**DOCUMENT EXCERPT**.
* * *
Inter Pipeline Announces Mailing of Meeting Materials Related to Planned Corporate Conversion

CALGARY, ALBERTA–(Marketwired – July 29, 2013) – Inter Pipeline Fund (TSX:IPL.UN) (“Inter Pipeline”) announced today that it has mailed to Unitholders an Information Circular dated July 23, 2013 and related materials (collectively, the “Meeting Materials”) in connection with a Special Meeting of Unitholders (“Special Meeting”). The Special Meeting will address certain matters related to Inter Pipeline’s intention to convert from a limited partnership to a dividend paying corporation.

The Special Meeting will be held in the Grand Lecture Theatre of The Metropolitan Conference Centre, located at 333-4th Avenue S.W., Calgary, Alberta, on Thursday, August 22, 2013 at 9:00 a.m. (Calgary time). At the Special Meeting, Unitholders will be asked to vote on two related resolutions which will facilitate Inter Pipeline’s planned conversion to a corporation and the exchange of preferred shares into common shares and shares convertible into common shares of Inter Pipeline’s corporate successor. If approved and completed, the conversion will result in the business of Inter Pipeline being carried on in a corporate form under the name Inter Pipeline Ltd.
* * *
**INFORMATION SHOWN**.
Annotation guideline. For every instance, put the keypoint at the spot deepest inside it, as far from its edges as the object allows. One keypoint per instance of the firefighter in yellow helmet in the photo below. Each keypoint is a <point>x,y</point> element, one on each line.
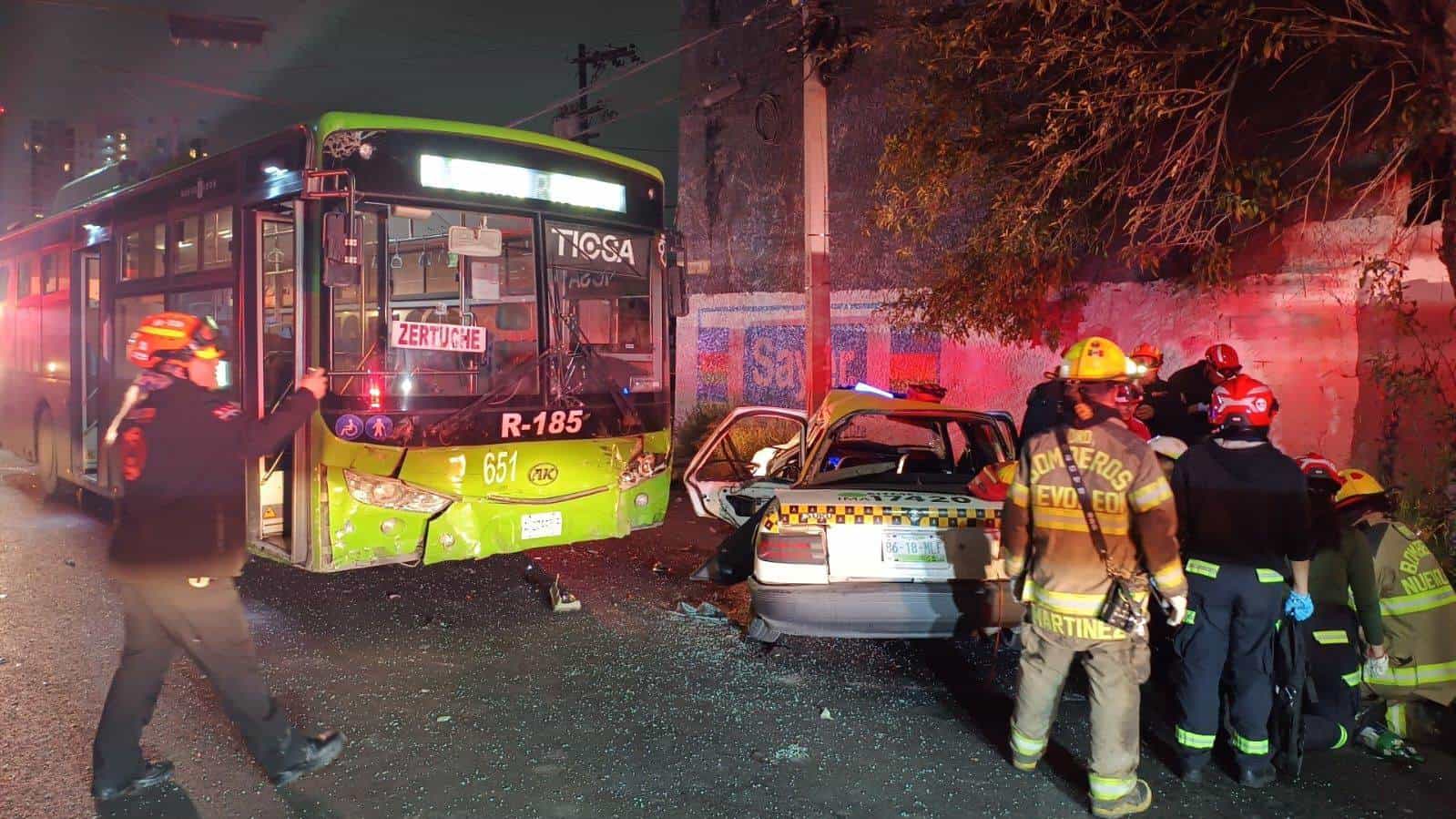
<point>1086,510</point>
<point>1417,609</point>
* * *
**TASK**. In the press release, under what name will the business be carried on if the conversion is approved and completed?

**EXERCISE RESPONSE**. Inter Pipeline Ltd.